# [EXERCISE OBJECTIVE]
Skip every line before the one containing "the white painted", then copy that line and the rest of the entries below exactly, through the last line.

# [INPUT FOR THIS TASK]

--*--

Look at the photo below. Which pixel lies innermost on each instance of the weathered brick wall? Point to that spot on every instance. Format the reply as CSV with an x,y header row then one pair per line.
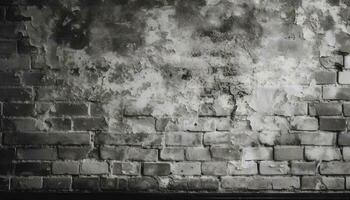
x,y
175,95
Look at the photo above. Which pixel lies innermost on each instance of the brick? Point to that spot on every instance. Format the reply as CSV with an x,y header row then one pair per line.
x,y
70,109
33,78
288,153
140,125
285,183
86,183
260,183
335,168
336,93
325,109
81,124
93,167
20,125
292,109
156,169
274,167
225,153
186,168
332,124
113,153
331,61
322,153
167,124
257,153
6,155
15,94
322,183
304,123
346,153
198,154
126,168
242,168
9,79
33,169
143,183
54,94
238,182
142,139
59,124
344,77
172,153
346,108
214,168
2,14
26,183
194,184
96,109
200,124
43,138
73,153
57,183
303,168
211,138
7,48
4,184
138,154
108,183
18,109
347,61
204,124
36,153
15,62
287,139
65,167
344,139
131,108
183,139
318,138
8,30
203,183
325,77
347,182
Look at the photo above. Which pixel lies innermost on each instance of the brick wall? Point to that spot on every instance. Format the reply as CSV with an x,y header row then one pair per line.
x,y
174,96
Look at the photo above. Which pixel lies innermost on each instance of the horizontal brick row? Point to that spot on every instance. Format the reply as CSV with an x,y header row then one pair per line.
x,y
204,183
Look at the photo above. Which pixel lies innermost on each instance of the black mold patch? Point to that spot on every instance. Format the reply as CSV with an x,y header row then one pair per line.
x,y
187,12
333,2
244,26
72,28
327,23
344,40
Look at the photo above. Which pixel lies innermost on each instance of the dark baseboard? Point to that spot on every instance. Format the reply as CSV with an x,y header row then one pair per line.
x,y
170,196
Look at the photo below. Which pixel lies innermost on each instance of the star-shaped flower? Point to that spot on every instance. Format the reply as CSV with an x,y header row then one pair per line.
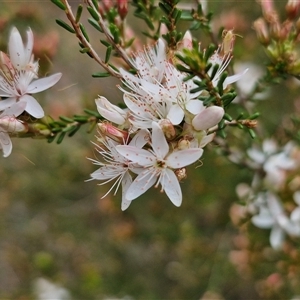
x,y
159,165
17,72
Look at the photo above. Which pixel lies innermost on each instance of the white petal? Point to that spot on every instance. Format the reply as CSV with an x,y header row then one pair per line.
x,y
233,78
159,143
16,48
136,155
171,187
208,118
181,158
277,237
4,104
5,144
140,139
140,185
175,114
195,106
29,46
126,182
43,83
109,111
15,110
33,107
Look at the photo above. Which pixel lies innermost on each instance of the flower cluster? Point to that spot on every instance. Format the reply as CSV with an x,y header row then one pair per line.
x,y
274,197
18,81
163,113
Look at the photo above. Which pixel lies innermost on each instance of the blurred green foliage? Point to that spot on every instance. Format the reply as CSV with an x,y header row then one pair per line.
x,y
55,225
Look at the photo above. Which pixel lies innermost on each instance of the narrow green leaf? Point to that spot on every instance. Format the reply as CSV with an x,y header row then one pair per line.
x,y
60,138
82,28
108,53
95,24
59,4
93,13
100,75
78,13
65,25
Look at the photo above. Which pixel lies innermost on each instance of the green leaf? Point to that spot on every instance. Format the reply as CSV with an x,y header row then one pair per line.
x,y
65,25
59,4
101,74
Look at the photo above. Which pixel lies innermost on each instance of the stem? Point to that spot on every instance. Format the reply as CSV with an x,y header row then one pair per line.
x,y
86,43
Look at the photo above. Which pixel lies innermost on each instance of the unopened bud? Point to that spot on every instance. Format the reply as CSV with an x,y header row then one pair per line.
x,y
262,32
13,125
113,132
122,8
292,8
7,68
181,174
183,144
208,118
167,128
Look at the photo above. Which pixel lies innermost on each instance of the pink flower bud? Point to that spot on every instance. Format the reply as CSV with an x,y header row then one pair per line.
x,y
113,132
12,125
208,118
122,8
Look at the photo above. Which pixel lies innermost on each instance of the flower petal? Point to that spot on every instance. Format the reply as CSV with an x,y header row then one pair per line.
x,y
33,107
43,83
171,187
5,144
159,142
126,182
16,49
181,158
136,155
140,185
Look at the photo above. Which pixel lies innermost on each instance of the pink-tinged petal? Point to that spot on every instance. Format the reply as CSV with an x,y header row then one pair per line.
x,y
136,155
109,111
233,78
4,104
140,185
29,46
15,110
181,158
171,187
126,182
43,83
263,220
175,114
159,143
195,106
277,237
208,118
16,48
140,139
33,107
206,139
5,144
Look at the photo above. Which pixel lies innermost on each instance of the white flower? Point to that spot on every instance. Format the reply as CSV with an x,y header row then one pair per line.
x,y
159,164
116,167
9,125
111,112
150,63
272,215
17,73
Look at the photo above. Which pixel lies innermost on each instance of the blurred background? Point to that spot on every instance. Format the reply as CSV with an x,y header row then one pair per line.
x,y
60,240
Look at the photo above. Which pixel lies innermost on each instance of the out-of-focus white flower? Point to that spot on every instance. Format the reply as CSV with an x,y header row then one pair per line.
x,y
159,164
17,72
112,112
9,124
116,167
272,216
46,290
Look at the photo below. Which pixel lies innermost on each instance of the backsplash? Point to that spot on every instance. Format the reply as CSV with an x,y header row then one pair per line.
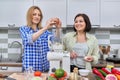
x,y
105,37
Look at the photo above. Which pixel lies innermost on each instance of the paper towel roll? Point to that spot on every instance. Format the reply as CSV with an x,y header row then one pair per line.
x,y
54,56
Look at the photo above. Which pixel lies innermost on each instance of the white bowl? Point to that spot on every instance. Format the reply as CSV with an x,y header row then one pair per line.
x,y
84,72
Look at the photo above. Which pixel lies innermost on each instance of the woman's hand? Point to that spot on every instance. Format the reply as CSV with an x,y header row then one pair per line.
x,y
58,23
73,55
53,21
89,58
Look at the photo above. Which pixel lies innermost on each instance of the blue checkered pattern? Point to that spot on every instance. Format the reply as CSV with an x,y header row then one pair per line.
x,y
35,53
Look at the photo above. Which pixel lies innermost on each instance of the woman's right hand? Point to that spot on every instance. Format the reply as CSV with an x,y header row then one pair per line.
x,y
51,22
73,55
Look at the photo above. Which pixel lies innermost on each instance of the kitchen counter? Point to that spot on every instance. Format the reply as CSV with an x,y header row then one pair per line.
x,y
103,63
11,64
21,76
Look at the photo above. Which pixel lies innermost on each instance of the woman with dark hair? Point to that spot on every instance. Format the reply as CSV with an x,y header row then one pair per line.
x,y
35,40
83,47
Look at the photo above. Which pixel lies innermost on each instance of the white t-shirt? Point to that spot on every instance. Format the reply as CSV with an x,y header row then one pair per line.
x,y
81,50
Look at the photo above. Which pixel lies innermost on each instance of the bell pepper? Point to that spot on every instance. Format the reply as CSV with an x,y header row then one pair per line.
x,y
118,76
115,71
106,71
95,71
103,73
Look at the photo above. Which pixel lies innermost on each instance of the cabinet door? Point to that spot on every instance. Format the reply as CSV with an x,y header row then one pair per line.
x,y
13,12
89,7
10,69
52,8
110,13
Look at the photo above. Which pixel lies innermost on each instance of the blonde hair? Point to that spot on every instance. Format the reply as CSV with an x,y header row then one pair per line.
x,y
30,14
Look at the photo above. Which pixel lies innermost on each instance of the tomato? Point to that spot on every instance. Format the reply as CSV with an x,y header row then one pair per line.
x,y
59,73
53,75
62,78
37,73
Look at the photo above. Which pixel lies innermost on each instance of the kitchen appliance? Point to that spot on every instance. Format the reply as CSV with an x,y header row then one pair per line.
x,y
59,60
57,56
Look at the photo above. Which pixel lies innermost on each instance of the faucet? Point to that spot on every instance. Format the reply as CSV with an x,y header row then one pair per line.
x,y
21,51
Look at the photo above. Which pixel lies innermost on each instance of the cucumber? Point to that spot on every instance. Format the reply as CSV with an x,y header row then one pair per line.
x,y
103,73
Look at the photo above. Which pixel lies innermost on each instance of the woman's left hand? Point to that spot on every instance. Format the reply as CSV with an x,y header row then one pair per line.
x,y
58,23
88,58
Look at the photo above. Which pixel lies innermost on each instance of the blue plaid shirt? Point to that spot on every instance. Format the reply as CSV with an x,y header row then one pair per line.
x,y
35,52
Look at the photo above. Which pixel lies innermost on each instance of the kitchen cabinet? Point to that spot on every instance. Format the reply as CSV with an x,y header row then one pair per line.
x,y
110,13
10,69
52,8
13,12
89,7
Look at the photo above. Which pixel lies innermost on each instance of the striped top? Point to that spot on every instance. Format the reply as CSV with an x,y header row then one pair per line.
x,y
35,52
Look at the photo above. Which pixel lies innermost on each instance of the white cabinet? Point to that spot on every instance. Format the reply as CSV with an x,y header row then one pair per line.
x,y
13,12
110,13
52,8
89,7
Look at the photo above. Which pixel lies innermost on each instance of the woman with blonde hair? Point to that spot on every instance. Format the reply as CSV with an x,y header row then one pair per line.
x,y
35,40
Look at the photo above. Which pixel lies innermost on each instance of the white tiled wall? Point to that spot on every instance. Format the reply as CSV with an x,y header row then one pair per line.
x,y
105,37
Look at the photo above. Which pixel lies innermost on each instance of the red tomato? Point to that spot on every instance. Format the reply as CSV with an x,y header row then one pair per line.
x,y
37,73
62,78
65,74
53,75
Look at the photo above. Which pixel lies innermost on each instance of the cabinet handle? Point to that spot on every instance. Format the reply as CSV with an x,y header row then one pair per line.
x,y
4,68
12,25
116,26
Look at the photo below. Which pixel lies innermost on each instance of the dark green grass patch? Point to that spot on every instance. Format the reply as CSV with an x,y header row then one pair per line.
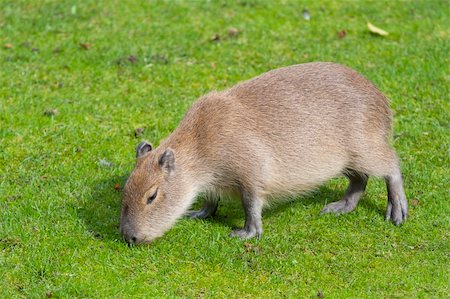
x,y
78,77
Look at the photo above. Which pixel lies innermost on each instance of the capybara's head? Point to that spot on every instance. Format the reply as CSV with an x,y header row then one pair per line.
x,y
154,195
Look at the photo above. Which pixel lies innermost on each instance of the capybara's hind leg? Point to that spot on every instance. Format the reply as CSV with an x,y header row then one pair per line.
x,y
397,208
352,196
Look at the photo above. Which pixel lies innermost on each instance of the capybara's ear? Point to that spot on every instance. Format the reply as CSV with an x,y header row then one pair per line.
x,y
143,148
167,161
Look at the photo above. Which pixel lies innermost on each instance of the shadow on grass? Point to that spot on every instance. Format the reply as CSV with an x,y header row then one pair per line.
x,y
230,212
102,211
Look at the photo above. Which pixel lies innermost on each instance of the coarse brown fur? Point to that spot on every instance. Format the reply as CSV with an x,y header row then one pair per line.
x,y
283,132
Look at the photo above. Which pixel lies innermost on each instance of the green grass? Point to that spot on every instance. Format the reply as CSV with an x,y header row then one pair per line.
x,y
59,206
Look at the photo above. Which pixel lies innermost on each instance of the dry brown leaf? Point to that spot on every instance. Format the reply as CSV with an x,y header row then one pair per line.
x,y
375,30
86,46
215,37
233,32
342,33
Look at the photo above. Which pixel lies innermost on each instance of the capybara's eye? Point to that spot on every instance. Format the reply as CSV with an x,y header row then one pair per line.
x,y
152,197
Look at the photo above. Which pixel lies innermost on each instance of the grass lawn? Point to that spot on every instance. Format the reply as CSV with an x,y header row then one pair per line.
x,y
78,77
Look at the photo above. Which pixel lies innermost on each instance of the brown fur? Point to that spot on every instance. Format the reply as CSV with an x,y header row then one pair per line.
x,y
283,132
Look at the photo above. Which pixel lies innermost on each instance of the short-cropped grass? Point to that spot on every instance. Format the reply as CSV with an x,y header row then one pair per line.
x,y
77,78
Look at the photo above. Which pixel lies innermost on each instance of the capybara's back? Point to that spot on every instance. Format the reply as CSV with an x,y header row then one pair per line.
x,y
283,132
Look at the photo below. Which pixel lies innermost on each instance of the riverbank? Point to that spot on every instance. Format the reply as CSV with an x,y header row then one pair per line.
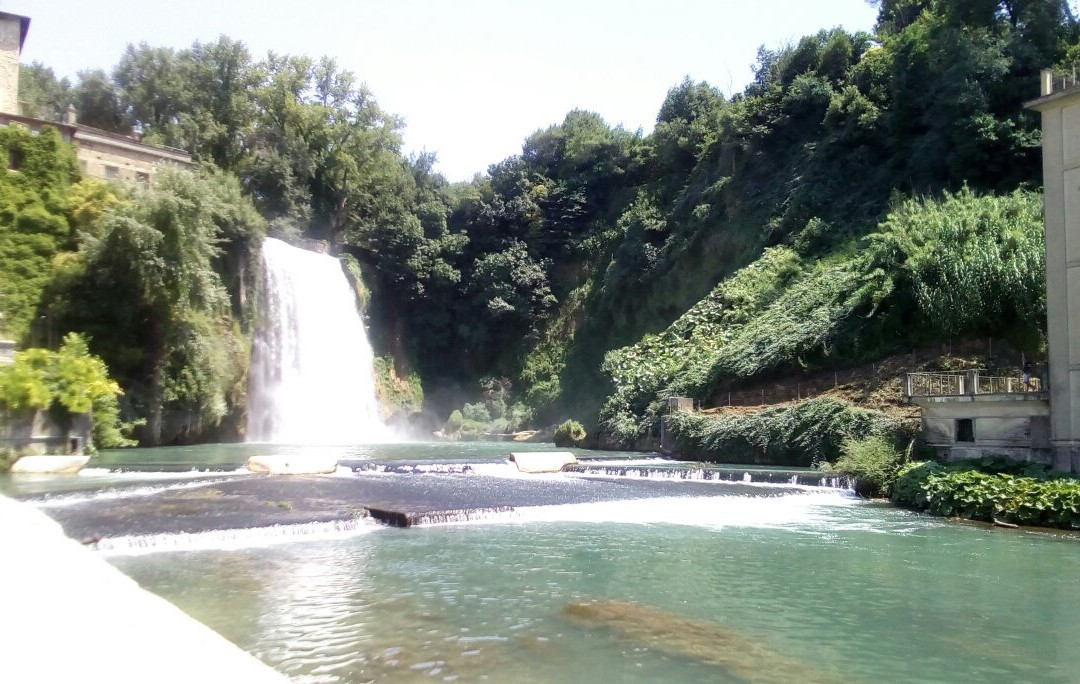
x,y
991,492
69,616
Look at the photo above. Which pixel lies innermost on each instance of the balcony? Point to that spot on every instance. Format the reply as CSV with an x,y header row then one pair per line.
x,y
969,385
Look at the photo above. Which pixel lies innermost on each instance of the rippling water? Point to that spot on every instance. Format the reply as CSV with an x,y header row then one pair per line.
x,y
795,586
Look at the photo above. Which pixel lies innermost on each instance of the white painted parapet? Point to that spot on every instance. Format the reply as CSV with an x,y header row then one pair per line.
x,y
69,616
542,461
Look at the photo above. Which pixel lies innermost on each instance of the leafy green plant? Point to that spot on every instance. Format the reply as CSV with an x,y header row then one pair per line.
x,y
569,433
968,491
800,434
871,461
71,379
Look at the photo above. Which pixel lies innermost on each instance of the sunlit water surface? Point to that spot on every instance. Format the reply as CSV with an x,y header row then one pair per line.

--*--

# [TASK SOLUTION]
Look at the photo above. Which pixel lies innermost on each instance of the white painted parapet? Point to that spot on every instance. Format the reply as CSV with an x,y header row then one pair per line.
x,y
69,616
542,461
Look at the photo above. Which pixel lies innermost on each instance of the leafy green plant? Point to that spot on every instance. Format the reply as CSV with an x,y header row then one pair per line.
x,y
569,433
968,491
800,434
871,461
71,379
Look at the photo above. Which pixel lies innermost on each instance of the sunlit water surface? Point to that spot on every instance. Format the reply as CSV with an x,y header row then one pair per line.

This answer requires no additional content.